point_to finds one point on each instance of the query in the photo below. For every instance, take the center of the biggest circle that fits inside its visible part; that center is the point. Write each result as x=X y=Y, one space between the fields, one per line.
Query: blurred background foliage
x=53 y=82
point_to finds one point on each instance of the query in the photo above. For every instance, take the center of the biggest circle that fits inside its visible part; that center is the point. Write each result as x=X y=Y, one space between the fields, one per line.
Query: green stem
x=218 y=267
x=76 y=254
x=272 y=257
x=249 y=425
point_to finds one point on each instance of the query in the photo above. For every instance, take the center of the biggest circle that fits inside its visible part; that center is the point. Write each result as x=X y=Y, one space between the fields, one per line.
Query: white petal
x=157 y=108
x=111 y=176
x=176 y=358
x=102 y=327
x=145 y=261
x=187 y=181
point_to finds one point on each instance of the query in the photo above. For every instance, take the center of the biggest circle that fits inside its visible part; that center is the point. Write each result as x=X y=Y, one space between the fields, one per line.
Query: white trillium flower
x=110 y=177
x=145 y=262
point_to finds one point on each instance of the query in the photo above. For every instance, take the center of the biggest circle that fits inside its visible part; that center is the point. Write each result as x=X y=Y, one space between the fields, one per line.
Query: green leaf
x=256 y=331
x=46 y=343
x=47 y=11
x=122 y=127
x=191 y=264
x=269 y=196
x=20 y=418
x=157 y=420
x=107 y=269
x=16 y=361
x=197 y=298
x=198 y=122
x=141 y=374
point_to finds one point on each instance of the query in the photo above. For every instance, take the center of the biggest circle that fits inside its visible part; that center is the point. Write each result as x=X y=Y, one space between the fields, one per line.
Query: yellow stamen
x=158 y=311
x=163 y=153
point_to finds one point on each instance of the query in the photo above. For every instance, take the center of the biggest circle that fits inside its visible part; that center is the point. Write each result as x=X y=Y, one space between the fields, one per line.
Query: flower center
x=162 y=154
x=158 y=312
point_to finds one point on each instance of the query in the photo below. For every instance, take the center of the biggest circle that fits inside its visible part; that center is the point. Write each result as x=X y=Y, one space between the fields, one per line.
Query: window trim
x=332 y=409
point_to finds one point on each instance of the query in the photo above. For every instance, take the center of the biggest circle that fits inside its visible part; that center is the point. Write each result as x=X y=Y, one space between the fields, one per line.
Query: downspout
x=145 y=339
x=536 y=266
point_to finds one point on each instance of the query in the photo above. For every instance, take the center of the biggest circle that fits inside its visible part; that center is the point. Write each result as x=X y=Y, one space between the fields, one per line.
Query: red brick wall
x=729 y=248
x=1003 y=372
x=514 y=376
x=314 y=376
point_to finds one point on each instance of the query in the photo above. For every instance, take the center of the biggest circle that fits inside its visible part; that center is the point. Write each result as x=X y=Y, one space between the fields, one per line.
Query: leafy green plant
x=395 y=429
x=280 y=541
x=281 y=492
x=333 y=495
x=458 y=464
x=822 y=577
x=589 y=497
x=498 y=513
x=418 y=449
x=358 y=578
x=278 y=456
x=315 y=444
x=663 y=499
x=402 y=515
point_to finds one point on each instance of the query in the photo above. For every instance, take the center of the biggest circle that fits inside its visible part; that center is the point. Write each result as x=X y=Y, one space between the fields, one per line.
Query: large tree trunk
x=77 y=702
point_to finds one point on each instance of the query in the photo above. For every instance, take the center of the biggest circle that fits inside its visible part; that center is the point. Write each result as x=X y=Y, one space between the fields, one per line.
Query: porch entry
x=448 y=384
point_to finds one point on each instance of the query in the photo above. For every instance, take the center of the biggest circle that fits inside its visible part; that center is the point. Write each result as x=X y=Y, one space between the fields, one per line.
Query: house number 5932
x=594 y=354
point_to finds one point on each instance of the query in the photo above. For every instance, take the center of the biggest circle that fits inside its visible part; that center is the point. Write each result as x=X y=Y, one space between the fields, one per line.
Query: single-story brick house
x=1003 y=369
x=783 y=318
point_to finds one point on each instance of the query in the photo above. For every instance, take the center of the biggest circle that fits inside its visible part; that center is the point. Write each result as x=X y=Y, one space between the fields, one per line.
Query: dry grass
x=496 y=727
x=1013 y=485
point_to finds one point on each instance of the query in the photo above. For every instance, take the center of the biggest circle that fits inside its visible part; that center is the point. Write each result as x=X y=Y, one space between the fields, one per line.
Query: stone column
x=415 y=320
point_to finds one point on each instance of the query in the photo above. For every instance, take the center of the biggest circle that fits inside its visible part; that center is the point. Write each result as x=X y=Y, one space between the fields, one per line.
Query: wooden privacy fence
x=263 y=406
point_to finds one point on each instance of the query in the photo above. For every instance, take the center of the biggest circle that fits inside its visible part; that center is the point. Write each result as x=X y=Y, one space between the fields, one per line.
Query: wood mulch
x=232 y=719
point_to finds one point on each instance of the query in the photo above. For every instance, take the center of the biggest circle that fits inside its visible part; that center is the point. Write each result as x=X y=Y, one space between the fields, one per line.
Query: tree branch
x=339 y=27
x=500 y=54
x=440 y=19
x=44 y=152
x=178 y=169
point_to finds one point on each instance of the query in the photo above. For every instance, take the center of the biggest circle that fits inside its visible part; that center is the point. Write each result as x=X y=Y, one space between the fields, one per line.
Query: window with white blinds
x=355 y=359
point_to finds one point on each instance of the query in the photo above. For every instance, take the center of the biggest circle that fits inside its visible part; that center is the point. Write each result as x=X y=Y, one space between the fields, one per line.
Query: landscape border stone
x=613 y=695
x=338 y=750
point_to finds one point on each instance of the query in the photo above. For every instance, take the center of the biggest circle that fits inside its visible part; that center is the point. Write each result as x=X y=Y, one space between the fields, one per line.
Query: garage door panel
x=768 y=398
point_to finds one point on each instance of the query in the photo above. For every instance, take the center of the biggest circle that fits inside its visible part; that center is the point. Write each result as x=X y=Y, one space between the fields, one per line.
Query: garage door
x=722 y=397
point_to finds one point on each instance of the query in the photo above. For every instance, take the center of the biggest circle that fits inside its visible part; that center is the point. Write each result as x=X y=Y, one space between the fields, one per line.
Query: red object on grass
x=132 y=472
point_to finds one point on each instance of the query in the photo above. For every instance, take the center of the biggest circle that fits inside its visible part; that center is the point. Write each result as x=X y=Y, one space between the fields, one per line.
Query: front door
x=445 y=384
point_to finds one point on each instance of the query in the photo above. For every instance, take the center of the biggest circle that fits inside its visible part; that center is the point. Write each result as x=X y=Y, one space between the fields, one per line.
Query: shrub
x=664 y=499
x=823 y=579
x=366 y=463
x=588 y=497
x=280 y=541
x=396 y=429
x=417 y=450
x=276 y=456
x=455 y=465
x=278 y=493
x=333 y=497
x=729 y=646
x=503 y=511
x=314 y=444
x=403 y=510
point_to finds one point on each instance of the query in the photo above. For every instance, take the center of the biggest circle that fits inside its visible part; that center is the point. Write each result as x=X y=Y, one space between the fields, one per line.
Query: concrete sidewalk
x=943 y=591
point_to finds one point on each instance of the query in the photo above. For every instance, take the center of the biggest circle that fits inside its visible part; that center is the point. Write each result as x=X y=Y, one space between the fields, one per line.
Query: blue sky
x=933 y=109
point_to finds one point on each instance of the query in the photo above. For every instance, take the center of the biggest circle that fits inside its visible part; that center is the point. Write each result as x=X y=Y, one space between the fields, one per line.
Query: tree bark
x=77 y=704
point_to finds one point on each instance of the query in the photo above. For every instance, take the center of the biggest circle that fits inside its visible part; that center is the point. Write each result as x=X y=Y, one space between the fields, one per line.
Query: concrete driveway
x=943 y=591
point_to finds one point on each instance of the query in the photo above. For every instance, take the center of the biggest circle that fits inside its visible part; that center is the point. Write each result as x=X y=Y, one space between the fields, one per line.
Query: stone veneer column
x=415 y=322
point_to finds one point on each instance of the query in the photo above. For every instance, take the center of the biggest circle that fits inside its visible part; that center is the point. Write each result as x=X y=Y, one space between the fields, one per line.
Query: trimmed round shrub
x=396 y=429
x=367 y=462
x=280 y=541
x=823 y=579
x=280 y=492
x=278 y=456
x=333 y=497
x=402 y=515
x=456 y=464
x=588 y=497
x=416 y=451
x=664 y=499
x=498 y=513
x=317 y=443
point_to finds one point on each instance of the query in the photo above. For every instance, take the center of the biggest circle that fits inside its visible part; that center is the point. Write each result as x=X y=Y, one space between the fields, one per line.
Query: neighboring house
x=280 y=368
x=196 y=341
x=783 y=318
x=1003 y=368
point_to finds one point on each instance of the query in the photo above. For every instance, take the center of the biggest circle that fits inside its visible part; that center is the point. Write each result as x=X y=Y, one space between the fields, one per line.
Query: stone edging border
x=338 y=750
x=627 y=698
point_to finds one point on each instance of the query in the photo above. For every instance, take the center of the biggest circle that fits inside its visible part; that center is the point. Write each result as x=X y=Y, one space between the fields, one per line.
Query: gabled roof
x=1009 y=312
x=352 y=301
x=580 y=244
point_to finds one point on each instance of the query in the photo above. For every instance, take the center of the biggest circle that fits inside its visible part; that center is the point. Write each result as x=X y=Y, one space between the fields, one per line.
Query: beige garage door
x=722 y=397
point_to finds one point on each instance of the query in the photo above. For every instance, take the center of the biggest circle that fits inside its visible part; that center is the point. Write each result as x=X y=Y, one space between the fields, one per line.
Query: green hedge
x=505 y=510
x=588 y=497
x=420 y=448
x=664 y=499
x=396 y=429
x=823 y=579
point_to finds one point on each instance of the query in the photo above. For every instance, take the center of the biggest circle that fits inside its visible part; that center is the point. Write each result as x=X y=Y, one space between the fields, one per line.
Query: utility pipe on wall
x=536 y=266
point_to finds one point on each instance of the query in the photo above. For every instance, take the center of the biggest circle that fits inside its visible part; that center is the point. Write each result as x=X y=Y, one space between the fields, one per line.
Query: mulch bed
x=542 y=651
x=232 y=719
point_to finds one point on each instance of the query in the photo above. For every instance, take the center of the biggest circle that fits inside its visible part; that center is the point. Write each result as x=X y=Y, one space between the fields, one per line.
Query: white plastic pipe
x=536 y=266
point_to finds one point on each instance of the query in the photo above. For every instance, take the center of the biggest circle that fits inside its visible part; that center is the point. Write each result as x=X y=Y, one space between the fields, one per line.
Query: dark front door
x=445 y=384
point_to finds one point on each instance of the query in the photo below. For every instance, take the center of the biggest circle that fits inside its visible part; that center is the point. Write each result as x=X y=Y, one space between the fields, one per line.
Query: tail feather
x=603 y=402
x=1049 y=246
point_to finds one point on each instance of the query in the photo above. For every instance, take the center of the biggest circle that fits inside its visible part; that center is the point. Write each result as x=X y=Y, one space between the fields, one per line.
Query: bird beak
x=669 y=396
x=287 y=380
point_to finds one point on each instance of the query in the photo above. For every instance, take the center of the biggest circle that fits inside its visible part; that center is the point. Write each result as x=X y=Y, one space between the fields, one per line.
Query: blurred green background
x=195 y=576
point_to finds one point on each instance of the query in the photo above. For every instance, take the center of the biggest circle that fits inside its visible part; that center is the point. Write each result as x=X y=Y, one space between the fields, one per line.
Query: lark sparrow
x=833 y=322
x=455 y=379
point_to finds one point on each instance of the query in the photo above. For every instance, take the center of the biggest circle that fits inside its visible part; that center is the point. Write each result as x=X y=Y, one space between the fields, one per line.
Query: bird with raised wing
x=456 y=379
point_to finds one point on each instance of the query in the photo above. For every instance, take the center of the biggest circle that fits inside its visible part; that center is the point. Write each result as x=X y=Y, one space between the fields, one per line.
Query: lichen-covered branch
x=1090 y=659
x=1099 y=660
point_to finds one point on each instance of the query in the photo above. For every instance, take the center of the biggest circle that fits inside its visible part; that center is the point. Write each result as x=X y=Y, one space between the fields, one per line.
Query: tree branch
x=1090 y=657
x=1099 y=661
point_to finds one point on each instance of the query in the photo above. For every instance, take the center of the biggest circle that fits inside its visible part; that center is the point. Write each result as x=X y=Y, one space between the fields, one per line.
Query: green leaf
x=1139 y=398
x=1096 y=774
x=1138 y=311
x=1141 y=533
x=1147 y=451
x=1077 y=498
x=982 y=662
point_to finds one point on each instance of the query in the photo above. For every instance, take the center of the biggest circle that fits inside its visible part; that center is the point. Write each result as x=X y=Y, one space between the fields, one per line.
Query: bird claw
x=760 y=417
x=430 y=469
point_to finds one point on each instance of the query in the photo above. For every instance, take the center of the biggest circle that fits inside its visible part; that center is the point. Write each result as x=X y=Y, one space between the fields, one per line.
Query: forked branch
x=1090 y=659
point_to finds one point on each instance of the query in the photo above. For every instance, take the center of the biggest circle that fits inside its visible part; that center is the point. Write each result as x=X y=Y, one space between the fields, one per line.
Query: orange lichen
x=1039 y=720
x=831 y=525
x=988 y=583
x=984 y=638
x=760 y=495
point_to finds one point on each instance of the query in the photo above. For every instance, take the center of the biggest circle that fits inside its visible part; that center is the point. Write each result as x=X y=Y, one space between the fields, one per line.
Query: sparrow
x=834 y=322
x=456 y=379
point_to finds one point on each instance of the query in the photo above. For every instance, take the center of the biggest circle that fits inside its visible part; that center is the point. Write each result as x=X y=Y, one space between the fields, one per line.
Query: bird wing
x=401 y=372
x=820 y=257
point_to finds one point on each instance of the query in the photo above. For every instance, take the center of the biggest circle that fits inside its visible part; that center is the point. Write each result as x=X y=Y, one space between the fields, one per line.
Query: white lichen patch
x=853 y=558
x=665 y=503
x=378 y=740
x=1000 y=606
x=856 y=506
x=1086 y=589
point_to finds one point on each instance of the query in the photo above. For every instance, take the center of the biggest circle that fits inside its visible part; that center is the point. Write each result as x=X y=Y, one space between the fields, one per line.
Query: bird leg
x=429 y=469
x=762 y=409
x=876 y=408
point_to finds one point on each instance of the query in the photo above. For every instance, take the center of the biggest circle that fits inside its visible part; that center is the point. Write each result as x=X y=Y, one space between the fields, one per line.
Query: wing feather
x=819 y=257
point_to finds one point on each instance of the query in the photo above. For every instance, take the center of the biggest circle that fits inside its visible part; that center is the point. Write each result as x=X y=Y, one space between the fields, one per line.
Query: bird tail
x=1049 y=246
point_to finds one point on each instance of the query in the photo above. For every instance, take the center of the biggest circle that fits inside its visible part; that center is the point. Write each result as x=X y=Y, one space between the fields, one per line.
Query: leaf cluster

══════

Short exercise:
Starting with the first line of the records and going on through the line with "x=187 y=181", write those lines out again, requests included, with 52 added to every coordinate in the answers.

Task response:
point_to finds one point on each instance of the query in the photo below. For every instance, take the center of the biggest circle that fits inside its visible part; that center is the point. Write each result as x=X y=Y, one space between the fields, one per line.
Query: blurred background foliage
x=105 y=134
point_to finds one point on each instance of the query in the photo above. For every instance, take the center of the biggest circle that fits inside its visible part; that center is the point. Write each result as x=X y=Y, one space between the fields, one per line.
Query: green stem
x=270 y=319
x=128 y=306
x=324 y=309
x=301 y=477
point_to finds one point on each instance of the query in the photo above. For every instance, take the center of the biggest circle that fits inside its visible part; that center is the point. Write each result as x=X y=Y, one space between the fields, one per line.
Query: white petal
x=209 y=160
x=163 y=228
x=228 y=410
x=154 y=379
x=197 y=313
x=239 y=233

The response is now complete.